= Exercise directions =
Exact repetition is required: output every record in full.

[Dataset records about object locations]
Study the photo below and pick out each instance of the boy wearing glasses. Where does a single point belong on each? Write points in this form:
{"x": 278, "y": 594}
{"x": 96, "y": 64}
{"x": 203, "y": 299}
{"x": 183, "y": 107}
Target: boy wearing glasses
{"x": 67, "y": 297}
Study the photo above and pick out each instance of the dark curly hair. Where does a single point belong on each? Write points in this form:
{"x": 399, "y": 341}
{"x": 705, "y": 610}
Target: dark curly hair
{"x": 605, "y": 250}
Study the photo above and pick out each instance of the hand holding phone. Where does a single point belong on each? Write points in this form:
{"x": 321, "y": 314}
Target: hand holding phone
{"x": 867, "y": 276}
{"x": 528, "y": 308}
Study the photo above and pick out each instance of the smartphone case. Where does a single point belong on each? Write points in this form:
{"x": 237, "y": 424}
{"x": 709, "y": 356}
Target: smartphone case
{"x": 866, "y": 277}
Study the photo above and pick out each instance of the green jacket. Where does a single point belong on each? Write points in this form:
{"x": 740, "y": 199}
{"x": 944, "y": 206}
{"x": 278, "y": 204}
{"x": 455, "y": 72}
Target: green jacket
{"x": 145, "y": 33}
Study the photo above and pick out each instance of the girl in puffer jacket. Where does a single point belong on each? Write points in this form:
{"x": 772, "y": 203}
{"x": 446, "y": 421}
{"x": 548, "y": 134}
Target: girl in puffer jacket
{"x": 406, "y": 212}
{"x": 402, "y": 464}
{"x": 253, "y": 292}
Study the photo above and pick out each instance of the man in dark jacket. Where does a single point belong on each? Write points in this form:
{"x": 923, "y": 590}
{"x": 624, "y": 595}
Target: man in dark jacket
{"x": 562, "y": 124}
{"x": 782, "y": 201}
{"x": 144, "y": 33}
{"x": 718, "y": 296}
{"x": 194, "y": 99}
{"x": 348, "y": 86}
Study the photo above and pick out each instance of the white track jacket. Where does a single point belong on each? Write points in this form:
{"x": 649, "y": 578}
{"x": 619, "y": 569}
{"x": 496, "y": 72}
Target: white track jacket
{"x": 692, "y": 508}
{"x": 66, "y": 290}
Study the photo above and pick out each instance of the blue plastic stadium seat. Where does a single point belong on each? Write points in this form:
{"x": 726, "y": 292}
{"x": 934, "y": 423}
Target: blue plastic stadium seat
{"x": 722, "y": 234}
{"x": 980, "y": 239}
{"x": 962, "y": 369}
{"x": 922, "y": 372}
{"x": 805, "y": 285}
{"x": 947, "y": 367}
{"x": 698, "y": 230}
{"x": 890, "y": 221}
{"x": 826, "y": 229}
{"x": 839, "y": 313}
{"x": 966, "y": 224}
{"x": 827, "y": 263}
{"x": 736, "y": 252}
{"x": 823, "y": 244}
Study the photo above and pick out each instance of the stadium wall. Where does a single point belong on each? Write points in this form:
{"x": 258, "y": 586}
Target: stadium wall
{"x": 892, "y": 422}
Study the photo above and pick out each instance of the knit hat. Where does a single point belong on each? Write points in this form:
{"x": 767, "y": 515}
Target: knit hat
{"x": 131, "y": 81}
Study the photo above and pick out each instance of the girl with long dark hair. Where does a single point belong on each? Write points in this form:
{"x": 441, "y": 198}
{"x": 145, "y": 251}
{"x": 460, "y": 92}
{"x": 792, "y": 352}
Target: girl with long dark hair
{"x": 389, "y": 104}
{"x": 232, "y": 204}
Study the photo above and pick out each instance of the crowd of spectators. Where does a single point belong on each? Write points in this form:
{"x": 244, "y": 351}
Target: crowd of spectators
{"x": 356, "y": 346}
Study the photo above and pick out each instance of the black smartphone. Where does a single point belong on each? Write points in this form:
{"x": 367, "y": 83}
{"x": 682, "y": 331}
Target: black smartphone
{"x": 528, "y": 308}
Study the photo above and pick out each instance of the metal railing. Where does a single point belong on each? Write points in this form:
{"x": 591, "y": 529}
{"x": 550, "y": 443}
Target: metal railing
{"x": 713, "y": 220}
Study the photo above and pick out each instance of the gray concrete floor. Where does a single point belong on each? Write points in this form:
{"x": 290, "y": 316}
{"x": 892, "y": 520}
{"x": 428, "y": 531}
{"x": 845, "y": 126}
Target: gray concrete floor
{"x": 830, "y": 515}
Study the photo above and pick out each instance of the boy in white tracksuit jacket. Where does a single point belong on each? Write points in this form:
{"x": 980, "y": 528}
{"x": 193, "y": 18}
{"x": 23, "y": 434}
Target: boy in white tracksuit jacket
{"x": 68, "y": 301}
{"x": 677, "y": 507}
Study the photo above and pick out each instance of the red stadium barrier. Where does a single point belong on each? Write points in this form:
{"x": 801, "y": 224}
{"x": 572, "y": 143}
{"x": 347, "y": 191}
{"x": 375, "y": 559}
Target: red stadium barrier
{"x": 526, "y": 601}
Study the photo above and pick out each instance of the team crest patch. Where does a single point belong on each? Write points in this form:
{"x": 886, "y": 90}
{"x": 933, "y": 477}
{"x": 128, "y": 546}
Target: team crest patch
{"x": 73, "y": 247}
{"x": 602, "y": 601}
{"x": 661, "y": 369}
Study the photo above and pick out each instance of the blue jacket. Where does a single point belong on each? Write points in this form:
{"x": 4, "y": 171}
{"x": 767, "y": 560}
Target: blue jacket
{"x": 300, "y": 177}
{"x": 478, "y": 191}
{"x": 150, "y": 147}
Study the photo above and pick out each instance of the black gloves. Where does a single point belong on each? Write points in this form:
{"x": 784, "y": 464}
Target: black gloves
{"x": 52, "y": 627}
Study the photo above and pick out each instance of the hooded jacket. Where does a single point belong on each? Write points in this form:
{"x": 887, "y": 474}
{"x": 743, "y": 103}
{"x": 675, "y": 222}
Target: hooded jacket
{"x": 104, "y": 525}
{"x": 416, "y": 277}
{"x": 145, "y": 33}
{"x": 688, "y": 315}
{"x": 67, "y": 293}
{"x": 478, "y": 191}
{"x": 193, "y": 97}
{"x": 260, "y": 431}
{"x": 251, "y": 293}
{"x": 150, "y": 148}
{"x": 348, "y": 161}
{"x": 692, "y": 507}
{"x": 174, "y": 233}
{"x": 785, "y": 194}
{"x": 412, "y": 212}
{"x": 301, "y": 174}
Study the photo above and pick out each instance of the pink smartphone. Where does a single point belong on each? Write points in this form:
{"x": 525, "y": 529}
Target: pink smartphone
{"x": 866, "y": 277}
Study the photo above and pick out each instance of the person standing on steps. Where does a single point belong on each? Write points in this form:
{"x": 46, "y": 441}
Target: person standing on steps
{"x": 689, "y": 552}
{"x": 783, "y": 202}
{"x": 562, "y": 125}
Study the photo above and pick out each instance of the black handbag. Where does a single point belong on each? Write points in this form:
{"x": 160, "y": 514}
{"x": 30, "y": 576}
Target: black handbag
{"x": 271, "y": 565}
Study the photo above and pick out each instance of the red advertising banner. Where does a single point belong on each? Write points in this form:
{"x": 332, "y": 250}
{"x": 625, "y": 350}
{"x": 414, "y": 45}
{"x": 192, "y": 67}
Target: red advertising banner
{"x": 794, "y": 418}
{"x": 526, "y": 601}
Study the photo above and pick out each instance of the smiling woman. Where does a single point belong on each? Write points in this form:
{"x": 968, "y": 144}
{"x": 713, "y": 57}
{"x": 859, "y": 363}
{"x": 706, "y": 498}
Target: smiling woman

= Problem solution =
Study the photo below and pick out each instance of the boy wearing glasses. Where does a single point belong on each? Write points in this form:
{"x": 278, "y": 594}
{"x": 96, "y": 64}
{"x": 203, "y": 299}
{"x": 183, "y": 107}
Target: boy wearing glasses
{"x": 67, "y": 297}
Study the photo above and pick out each instance of the dark curly hair. Where does a single point belong on each? Write points in this form:
{"x": 399, "y": 341}
{"x": 705, "y": 610}
Target: dark curly hair
{"x": 605, "y": 250}
Study the photo above and pick out each instance of the hand holding phone. Where does a single point belong on each? Write points in this form:
{"x": 321, "y": 314}
Target: hand holding phone
{"x": 867, "y": 276}
{"x": 528, "y": 308}
Study the photo above and pick out each instance of the smartphone case. Where does a single point belong on each? Write points in this form:
{"x": 237, "y": 424}
{"x": 709, "y": 356}
Target: smartphone case
{"x": 866, "y": 277}
Study the photo above and pick out each instance of the green jacket. Where does a single point belong on each? Write points in this form:
{"x": 740, "y": 199}
{"x": 944, "y": 206}
{"x": 278, "y": 204}
{"x": 455, "y": 72}
Target: green jacket
{"x": 145, "y": 33}
Study the photo above and pick out each instance of the girl in puffer jacket. Where does a single point belong on each? Write points in this form:
{"x": 772, "y": 203}
{"x": 446, "y": 421}
{"x": 548, "y": 134}
Target: girl in puffer jacket
{"x": 406, "y": 212}
{"x": 402, "y": 464}
{"x": 253, "y": 292}
Study the photo above and pick out each instance of the man in dark jacket. Where does a single point belong on each? Write points in this form:
{"x": 923, "y": 590}
{"x": 624, "y": 595}
Target: man in dark jacket
{"x": 562, "y": 124}
{"x": 782, "y": 201}
{"x": 144, "y": 33}
{"x": 718, "y": 296}
{"x": 194, "y": 99}
{"x": 348, "y": 86}
Study the photo above and pick out each instance of the white track jacket. Where does a single point belong on each? Write points in this form:
{"x": 649, "y": 578}
{"x": 619, "y": 569}
{"x": 496, "y": 72}
Target: white track jacket
{"x": 692, "y": 508}
{"x": 66, "y": 290}
Study the photo above and pick out each instance of the blue plastic stadium seat. Where does a single point belong on each? Write points in this form:
{"x": 726, "y": 292}
{"x": 934, "y": 423}
Target: blue plastic stadium seat
{"x": 722, "y": 234}
{"x": 980, "y": 239}
{"x": 962, "y": 369}
{"x": 922, "y": 372}
{"x": 805, "y": 285}
{"x": 947, "y": 367}
{"x": 698, "y": 230}
{"x": 890, "y": 221}
{"x": 826, "y": 229}
{"x": 839, "y": 313}
{"x": 966, "y": 224}
{"x": 827, "y": 263}
{"x": 736, "y": 252}
{"x": 823, "y": 244}
Study the photo above and pick out each instance of the stadium wall. Where does a single point belong on each? Write points in this form:
{"x": 258, "y": 586}
Target: stadium wall
{"x": 892, "y": 422}
Study the photo above and pick out each instance of the knit hat. Where does a single point belong on each? Write points in this form:
{"x": 767, "y": 515}
Target: knit hat
{"x": 131, "y": 81}
Study the photo above and pick out each instance of the girl with long dark hair. Where does a single point belong on each? Write points in this form:
{"x": 441, "y": 198}
{"x": 145, "y": 251}
{"x": 460, "y": 92}
{"x": 792, "y": 352}
Target: girl with long dark hair
{"x": 389, "y": 104}
{"x": 232, "y": 204}
Study the photo above and pick out each instance of the crowd of spectators. Where does a single point belong on each? Write points in this form:
{"x": 244, "y": 351}
Target: crowd of spectators
{"x": 356, "y": 346}
Study the photo above and pick out each instance of the black smartphone. Where does a single point belong on each? Write points in this form:
{"x": 367, "y": 83}
{"x": 682, "y": 331}
Target: black smartphone
{"x": 528, "y": 308}
Study the photo above and pick out each instance of the metal railing. Where does a single point belong on each? Write points in this form:
{"x": 591, "y": 529}
{"x": 550, "y": 443}
Target: metal railing
{"x": 713, "y": 220}
Study the photo above and pick out each instance of the gray concrete floor. Where does a single point belong on each? Write points in this form:
{"x": 290, "y": 316}
{"x": 892, "y": 520}
{"x": 428, "y": 531}
{"x": 845, "y": 126}
Target: gray concrete floor
{"x": 830, "y": 515}
Study the photo above and pick out each instance of the boy in white tracksuit jacket. Where does a single point belong on each? Write points in this form:
{"x": 980, "y": 528}
{"x": 193, "y": 18}
{"x": 23, "y": 434}
Target: boy in white tracksuit jacket
{"x": 68, "y": 301}
{"x": 677, "y": 507}
Study the photo above and pick out each instance of the red stadium barrier. Where does a single point belong on each? Write points in this form:
{"x": 801, "y": 224}
{"x": 572, "y": 143}
{"x": 347, "y": 191}
{"x": 375, "y": 559}
Target: red stadium barrier
{"x": 526, "y": 601}
Study the photo above and pick out each instance of the team crest patch. Where does a single point belong on each? Write points in this form:
{"x": 886, "y": 90}
{"x": 933, "y": 477}
{"x": 128, "y": 546}
Target: team crest patch
{"x": 73, "y": 247}
{"x": 602, "y": 601}
{"x": 661, "y": 369}
Study the photo above and pick out each instance of the blue jacket. Where does a single point belong on each? Write points in this form:
{"x": 4, "y": 171}
{"x": 767, "y": 560}
Target: blue jacket
{"x": 300, "y": 177}
{"x": 478, "y": 191}
{"x": 150, "y": 147}
Study the photo above and pick out each instance of the black gloves. Where does a single point belong on each? Write points in this form:
{"x": 784, "y": 464}
Target: black gloves
{"x": 52, "y": 627}
Study the photo above and pick out each instance of the hooded jacket. Where does a single point belong on each? Write points in this form:
{"x": 887, "y": 474}
{"x": 743, "y": 103}
{"x": 675, "y": 222}
Target: hooded jacket
{"x": 104, "y": 525}
{"x": 416, "y": 277}
{"x": 145, "y": 33}
{"x": 688, "y": 315}
{"x": 67, "y": 293}
{"x": 478, "y": 191}
{"x": 193, "y": 97}
{"x": 260, "y": 431}
{"x": 251, "y": 293}
{"x": 150, "y": 148}
{"x": 348, "y": 161}
{"x": 692, "y": 507}
{"x": 174, "y": 233}
{"x": 785, "y": 194}
{"x": 412, "y": 212}
{"x": 301, "y": 174}
Study the photo above and pick out each instance of the pink smartphone. Where does a single point belong on each? Write points in this form:
{"x": 525, "y": 529}
Target: pink smartphone
{"x": 866, "y": 277}
Study the photo above and pick out each instance of the person standing on steps. Where does a single point belong on each? Write points in this form:
{"x": 46, "y": 441}
Target: person standing on steps
{"x": 689, "y": 552}
{"x": 783, "y": 202}
{"x": 562, "y": 125}
Study the photo above and pick out each instance of the black handbag. Where does a single point belong on each? Write points in this form:
{"x": 160, "y": 514}
{"x": 30, "y": 576}
Target: black handbag
{"x": 271, "y": 565}
Study the photo above and pick out each instance of the red advertising banner. Where does a single point belong on each? Write points in this form:
{"x": 332, "y": 250}
{"x": 625, "y": 350}
{"x": 414, "y": 45}
{"x": 192, "y": 67}
Target: red advertising banner
{"x": 794, "y": 418}
{"x": 526, "y": 601}
Study the photo above and pick out each instance of the smiling woman. Where does a single point belong on each? Write points in this form:
{"x": 968, "y": 144}
{"x": 713, "y": 57}
{"x": 859, "y": 363}
{"x": 706, "y": 498}
Target: smiling woman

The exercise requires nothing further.